Exercise requirements: Pictures must be dropped from the copy of the entries below; all else is returned exactly.

[[ Excerpted data open ]]

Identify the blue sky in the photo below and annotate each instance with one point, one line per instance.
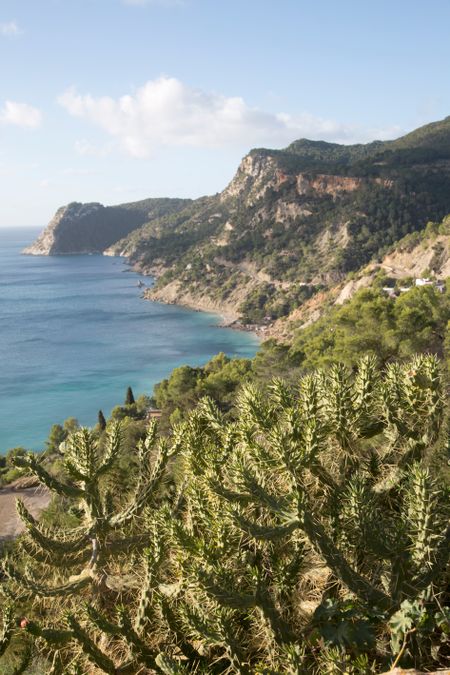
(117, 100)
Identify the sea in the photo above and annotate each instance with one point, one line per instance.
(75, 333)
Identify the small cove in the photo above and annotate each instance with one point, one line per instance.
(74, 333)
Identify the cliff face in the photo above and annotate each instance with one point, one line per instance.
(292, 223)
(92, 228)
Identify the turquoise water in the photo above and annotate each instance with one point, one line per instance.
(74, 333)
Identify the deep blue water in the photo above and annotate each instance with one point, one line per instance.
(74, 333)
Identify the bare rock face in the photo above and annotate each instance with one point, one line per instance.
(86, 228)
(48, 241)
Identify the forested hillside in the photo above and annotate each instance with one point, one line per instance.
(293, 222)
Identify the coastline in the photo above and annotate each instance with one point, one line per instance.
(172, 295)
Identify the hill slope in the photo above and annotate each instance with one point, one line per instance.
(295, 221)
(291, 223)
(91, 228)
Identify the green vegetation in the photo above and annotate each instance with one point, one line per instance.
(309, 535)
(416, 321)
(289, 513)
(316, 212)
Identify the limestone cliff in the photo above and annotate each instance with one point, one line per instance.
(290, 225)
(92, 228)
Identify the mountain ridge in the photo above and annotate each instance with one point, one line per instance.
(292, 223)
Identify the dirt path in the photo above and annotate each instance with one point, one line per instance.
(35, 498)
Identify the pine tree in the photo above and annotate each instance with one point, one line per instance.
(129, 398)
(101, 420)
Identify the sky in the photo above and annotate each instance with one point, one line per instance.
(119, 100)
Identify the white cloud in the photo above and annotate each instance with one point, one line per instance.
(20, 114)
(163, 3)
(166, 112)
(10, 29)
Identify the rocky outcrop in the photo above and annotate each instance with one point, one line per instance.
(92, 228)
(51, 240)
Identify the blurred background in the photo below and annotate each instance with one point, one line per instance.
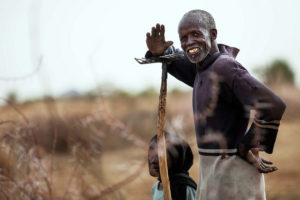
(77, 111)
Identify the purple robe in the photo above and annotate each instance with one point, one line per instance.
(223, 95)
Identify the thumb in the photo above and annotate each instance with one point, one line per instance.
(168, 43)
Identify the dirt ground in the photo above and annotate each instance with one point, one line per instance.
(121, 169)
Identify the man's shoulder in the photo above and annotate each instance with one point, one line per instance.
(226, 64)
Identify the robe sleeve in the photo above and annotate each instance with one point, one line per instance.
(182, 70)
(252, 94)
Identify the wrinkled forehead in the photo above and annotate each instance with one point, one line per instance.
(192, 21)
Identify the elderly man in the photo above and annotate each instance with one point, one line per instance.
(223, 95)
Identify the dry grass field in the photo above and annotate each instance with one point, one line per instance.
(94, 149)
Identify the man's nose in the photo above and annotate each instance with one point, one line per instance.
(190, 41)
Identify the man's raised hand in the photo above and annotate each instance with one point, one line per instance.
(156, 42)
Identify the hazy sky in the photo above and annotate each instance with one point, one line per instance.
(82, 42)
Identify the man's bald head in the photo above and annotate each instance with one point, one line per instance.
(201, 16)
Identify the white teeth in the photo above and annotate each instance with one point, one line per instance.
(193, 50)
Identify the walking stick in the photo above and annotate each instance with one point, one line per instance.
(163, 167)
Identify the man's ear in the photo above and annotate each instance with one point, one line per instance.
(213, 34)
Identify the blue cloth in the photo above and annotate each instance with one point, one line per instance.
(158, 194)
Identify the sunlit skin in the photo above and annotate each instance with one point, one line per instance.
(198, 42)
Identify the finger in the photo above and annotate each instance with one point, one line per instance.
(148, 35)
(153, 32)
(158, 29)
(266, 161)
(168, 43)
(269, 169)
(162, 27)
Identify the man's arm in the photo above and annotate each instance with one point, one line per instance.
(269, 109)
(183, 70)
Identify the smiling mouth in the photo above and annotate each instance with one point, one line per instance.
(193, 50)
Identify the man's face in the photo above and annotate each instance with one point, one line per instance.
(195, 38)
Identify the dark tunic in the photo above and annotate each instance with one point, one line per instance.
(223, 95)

[[ Excerpted data closed ]]

Output of the task:
Identify the blue sky in the photo below and annotate each instance with one point, one line per instance.
(117, 100)
Identify the sea in the photo above and annotate each instance with one point, one line per instance.
(75, 333)
Identify the small cove in the photo above and annotate each instance with one point, one line per instance.
(74, 333)
Identify the cliff face in the photo above and annotate each instance with one point, one line per instance.
(292, 223)
(92, 228)
Identify the turquoise water in the photo above and annotate each instance with one point, one line per instance.
(74, 333)
Identify the deep blue water in the photo above and annotate each instance with one point, one line per instance.
(74, 333)
Identify the bare rock face in the photo above and annotate each instance with one point, one line per instance.
(86, 228)
(48, 241)
Identify the forested hillside in the photo above and annotate each instance with one point, one line per instance.
(293, 222)
Identify the coastline in the photo above and annotate each instance with one point, one line per instance.
(172, 295)
Identify the hill slope in the photo above and annotate each instance with one point, one line per instance.
(295, 221)
(291, 223)
(91, 228)
Identify the green vegetation in the photo above and annotate each instance with one point, one line per instance.
(309, 535)
(416, 321)
(289, 513)
(316, 212)
Identify the limestone cliff in the photo above and annotate each instance with one point, one line per instance.
(290, 225)
(92, 228)
Identify the mountain ridge in the photo above and annotate each instance with one point, one line per instance.
(292, 223)
Identify the dirt path in the photo above and annotate each instance with one point, one line per instance.
(35, 498)
Identify the pine tree in the photo above and annotate each instance with one point, one line per instance.
(129, 398)
(101, 420)
Identify the sky in the photo above and annotate each instance with one point, one line per instance.
(119, 100)
Identify the white cloud in the photo above and annotate each instance with one point, one line per instance.
(20, 114)
(163, 3)
(166, 112)
(10, 29)
Identify the rocky outcrop in the photo above and annotate each instance with one point, one line per instance.
(92, 228)
(51, 240)
Identify the blurred background in the photo below and annotate each instance with one point, one line per instance.
(77, 111)
Identify the purple robe in the photo above and annotate each instance with one point, one line per instance.
(223, 95)
Identify the thumb in the photo above and annotate each instance with one point, one line per instance.
(168, 43)
Identify the dirt ground in the photo above and annotate each instance with one point, one line per instance.
(121, 169)
Identify the man's shoulder in the photo above and annotate each instance with one point, one line per instance.
(226, 64)
Identify the robe sleeve in the photo above and annotate each instance with one point, one line per instance.
(182, 70)
(252, 94)
Identify the wrinkled forehead in the photo above and annotate each instance with one point, one line per instance.
(192, 21)
Identify the elderly man in the photo above and annotate each instance with one point, one line per instance.
(223, 95)
Identify the dry grass field in the photo above and annotate each instance with one point, one line per instance.
(94, 149)
Identify the man's nose in the photo above and annotate each instance with one point, one line per instance.
(190, 41)
Identify the man's raised hand in the photo above and annotate each instance with one point, one line per instance.
(156, 42)
Identify the hazy sky in the photo above and annotate each instance with one point, one line per instance.
(82, 42)
Identify the man's bald head in the photo above and annotate each instance with one point, one line per instance.
(201, 16)
Identify the white teeth in the photo above and annotate each instance with one point, one line per instance.
(193, 50)
Identify the walking stick in the photo above and annotate each instance with one point, one line per instance.
(163, 167)
Identify the man's ear in the photo above and annotate each instance with one point, one line per instance.
(213, 34)
Identify the blue cloth in the photo above and annotate each instance with one point, one line per instance.
(158, 194)
Identify the sunlit skin in the photo above and annotate each instance with one point, one line per instance.
(198, 42)
Identify the finger in the photo above and annotate each instance with one point, one line per instance.
(148, 35)
(153, 32)
(158, 29)
(266, 161)
(168, 43)
(269, 169)
(162, 27)
Identify the man's arm in the photo above and annotate each instance with one point, one line per instance.
(269, 109)
(183, 70)
Identify the smiling mouth in the photo above and annotate each instance with one point, one line per instance.
(193, 50)
Identify the man's face in the photo above and annotate each instance with one point, one line per instance.
(195, 38)
Identify the dark tunic in the photo above and annotate each instance with one point, one line per instance.
(223, 95)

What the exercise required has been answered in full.